The problem:
Scale the listing below by writing out every line again, requests included, with each x and y coordinate in the answer points multiplied by 2.35 and rounded to a whole number, halves rounded up. Keep the numbers in the requests and in their format samples unchanged.

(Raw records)
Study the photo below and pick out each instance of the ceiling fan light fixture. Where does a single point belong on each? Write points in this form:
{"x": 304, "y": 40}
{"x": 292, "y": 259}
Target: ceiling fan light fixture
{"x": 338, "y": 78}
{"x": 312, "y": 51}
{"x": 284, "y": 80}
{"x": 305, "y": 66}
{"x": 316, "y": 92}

Answer to this task:
Study the photo below and pick out each instance of the ceiling fan light fixture. Where does a single point belong on each? Write points in this form:
{"x": 304, "y": 40}
{"x": 292, "y": 259}
Target: ceiling fan light fixture
{"x": 794, "y": 183}
{"x": 733, "y": 120}
{"x": 667, "y": 188}
{"x": 717, "y": 155}
{"x": 743, "y": 216}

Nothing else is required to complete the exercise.